**GIVEN INSTRUCTION 1**
Answer these about the forum thread:
(a) What precision does the asker get with the feature transformation?
(b) What precision does the asker's own KNN classification code reach?
(c) What does the reply say the rows should be grouped by before the TF-IDF vectors are created?
**GIVEN INSTRUCTION 2**
Reproduce the stretch of the forum thread from "I tried this" through "over 70% percision.", renaming "KNN" to "k-nearest neighbors".

**DOCUMENT TEXT**
──────────────────────────────

Reputation: 159
I am preparing Data that contains Ids (Labels) and Keywords (Features) to pass them to MLlib algorithms, in Java. My keywords are strings separated with commas. My goal is to use multiclass classification algorithms to predict the id. The question is, how do I build the Labeledpoint Vector?
I tried this transformation below but i am getting a low percision (30%). It is worth to mention that when I use my own KNN classification code (plain java) I get over 70% percision.
Feature Tranformation:
Tokenizer tokenizer = new Tokenizer().setInputCol("keywords")
.setOutputCol("words");
DataFrame wordsData = tokenizer.transform(df);
wordsData.show();
int numFeatures = 35;
HashingTF hashingTF = new HashingTF().setInputCol("words")
.setOutputCol("rawFeatures").setNumFeatures(numFeatures);
DataFrame featurizedData = hashingTF.transform(wordsData);
//featurizedData.show();
featurizedData.cache();
IDF idf = new IDF().setInputCol("rawFeatures").setOutputCol(
"features");
IDFModel idfModel = idf.fit(featurizedData);
DataFrame rescaledData = idfModel.transform(featurizedData);
JavaRDD<Row> rescaledRDD = rescaledData.select("features", "id")
.toJavaRDD();
JavaRDD<LabeledPoint> test = rescaledRDD
.map(new MakeLabledPointRDD());
Is this the right way to cenvert an RDD row to labeledpoint with a sparse vector? Do I need to count the keywords and use CountVectorizer? Else What is the best way to build it?
public static class MakeLabledPointRDD implements
Function<Row, LabeledPoint> {
@Override
public LabeledPoint call(Row r) throws Exception {
Vector features = r.getAs(0); //keywords in RDD
Integer str = r.getInt(1); //id in RDD
Double label = (double) str;
LabeledPoint lp = new LabeledPoint(label, features);
return lp;
}
}
Upvotes: 1
Views: 653
Reputation: 1083
Your MakeLabledPointRDD seems to be correct. However, the TFIDF transfomation seems to be a local one that works on row level. This means that the weights you are getting are actually meant for each instance of the identity.
All you need to do is to group the rows by ID before creating TFIDF vectors, i.e. your df variable should contain only one row pro ID.
Upvotes: 0

──────────────────────────────

(Records from a data collection)

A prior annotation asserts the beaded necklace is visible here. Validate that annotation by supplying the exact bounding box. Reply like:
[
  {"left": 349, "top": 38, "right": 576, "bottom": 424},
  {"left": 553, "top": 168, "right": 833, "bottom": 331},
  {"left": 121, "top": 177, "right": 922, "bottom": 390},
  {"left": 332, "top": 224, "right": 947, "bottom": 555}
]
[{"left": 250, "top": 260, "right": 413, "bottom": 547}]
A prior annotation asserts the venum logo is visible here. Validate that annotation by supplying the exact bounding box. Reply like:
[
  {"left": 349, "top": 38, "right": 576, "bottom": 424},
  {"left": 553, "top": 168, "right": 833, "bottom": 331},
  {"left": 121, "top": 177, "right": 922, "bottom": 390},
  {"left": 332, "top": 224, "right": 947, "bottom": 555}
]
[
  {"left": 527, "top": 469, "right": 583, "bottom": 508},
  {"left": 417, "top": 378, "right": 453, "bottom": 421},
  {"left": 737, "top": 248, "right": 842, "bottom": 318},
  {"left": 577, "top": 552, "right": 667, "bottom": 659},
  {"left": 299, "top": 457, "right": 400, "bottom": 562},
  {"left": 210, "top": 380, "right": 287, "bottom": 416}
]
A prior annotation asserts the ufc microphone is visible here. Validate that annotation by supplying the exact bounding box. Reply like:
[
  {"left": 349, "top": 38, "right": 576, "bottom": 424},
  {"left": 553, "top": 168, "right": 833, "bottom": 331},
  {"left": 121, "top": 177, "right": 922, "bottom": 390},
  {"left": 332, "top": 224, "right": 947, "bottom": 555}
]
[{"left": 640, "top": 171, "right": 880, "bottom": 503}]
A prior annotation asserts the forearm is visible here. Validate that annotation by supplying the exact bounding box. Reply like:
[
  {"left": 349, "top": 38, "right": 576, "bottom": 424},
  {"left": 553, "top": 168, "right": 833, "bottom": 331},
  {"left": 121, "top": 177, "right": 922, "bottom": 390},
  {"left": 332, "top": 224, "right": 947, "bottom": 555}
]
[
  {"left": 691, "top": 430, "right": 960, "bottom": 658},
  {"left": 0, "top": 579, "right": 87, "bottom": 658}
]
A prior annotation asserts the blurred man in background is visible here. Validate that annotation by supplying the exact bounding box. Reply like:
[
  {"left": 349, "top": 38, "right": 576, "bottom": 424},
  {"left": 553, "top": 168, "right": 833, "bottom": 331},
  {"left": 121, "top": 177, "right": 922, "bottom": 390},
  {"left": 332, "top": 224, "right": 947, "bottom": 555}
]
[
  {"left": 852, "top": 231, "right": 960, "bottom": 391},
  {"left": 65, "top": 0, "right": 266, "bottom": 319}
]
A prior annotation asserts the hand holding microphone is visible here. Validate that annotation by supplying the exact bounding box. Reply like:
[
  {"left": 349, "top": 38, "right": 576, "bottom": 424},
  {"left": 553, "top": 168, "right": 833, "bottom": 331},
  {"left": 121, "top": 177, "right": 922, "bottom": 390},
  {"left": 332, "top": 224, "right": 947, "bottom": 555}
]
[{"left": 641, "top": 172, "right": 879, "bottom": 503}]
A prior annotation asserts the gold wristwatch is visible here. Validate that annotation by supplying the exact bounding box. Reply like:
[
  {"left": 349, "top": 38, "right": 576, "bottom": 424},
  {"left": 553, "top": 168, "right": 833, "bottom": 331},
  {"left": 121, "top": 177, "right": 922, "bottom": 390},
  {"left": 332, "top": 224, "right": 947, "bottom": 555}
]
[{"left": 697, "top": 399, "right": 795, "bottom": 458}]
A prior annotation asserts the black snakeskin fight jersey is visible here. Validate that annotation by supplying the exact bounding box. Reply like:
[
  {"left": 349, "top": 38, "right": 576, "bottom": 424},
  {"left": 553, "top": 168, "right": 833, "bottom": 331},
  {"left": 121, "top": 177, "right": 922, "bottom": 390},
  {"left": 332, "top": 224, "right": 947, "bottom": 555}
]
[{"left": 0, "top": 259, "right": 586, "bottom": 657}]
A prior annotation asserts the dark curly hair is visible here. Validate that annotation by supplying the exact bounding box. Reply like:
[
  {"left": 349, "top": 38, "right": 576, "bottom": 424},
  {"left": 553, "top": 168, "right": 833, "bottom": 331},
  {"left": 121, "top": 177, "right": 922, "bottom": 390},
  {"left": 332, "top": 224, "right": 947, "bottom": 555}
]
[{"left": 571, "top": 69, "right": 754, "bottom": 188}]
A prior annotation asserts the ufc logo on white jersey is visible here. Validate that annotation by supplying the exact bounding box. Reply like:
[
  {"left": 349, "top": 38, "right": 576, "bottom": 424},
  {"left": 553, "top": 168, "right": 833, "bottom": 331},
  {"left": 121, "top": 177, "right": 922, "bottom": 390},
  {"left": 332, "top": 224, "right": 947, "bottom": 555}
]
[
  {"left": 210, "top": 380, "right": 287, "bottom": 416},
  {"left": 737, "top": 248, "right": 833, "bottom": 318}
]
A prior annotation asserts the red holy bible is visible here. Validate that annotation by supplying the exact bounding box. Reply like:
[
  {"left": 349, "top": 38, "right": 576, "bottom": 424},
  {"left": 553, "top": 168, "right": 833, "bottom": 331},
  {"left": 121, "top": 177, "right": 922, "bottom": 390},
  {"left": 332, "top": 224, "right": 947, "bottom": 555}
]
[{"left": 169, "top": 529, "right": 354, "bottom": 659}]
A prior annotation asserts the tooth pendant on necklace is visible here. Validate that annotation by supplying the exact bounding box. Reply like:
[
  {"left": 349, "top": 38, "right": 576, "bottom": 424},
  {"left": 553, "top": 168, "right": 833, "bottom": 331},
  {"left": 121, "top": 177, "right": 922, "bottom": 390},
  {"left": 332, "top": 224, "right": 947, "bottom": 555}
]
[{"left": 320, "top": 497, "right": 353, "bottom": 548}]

──────────────────────────────

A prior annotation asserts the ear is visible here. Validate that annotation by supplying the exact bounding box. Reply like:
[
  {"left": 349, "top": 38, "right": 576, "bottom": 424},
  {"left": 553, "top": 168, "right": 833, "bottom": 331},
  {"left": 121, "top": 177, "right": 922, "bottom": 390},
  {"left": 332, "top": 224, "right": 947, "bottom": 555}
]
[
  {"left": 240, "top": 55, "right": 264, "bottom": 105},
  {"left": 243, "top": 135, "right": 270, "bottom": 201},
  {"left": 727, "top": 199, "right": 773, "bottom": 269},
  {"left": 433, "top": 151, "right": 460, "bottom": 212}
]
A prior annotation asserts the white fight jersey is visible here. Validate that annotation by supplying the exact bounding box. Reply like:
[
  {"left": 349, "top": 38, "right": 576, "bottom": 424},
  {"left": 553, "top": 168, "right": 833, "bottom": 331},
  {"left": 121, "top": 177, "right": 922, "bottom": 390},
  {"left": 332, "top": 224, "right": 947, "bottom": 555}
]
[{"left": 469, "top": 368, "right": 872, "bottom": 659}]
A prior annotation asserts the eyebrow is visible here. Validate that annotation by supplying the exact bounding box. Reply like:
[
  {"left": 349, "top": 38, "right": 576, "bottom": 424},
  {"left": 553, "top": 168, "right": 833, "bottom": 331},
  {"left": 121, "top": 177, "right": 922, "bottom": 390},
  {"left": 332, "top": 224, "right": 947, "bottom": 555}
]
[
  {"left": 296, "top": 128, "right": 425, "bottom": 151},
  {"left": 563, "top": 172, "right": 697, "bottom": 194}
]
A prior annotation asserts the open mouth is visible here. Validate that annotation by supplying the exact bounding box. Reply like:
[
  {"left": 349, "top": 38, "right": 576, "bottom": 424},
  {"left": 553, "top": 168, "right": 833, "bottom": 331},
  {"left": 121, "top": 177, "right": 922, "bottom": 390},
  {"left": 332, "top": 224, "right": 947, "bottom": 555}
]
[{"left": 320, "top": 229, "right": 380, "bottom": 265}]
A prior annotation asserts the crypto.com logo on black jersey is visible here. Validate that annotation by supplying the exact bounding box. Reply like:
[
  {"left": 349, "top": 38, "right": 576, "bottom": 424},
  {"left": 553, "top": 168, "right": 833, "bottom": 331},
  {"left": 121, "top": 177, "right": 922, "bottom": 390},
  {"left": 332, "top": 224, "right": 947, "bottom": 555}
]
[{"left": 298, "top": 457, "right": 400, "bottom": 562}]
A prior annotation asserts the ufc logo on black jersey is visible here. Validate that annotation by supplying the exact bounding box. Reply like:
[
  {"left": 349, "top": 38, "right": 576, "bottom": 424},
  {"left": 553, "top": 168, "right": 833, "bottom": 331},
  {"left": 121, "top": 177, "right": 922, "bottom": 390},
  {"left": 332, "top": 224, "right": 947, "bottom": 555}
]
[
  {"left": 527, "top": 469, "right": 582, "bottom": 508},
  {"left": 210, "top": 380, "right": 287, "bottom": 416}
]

──────────────────────────────

**EXPECTED ANSWER 1**
(a) About 30%.
(b) Over 70%.
(c) By ID.

**EXPECTED ANSWER 2**
I tried this transformation below but i am getting a low percision (30%). It is worth to mention that when I use my own k-nearest neighbors classification code (plain java) I get over 70% percision.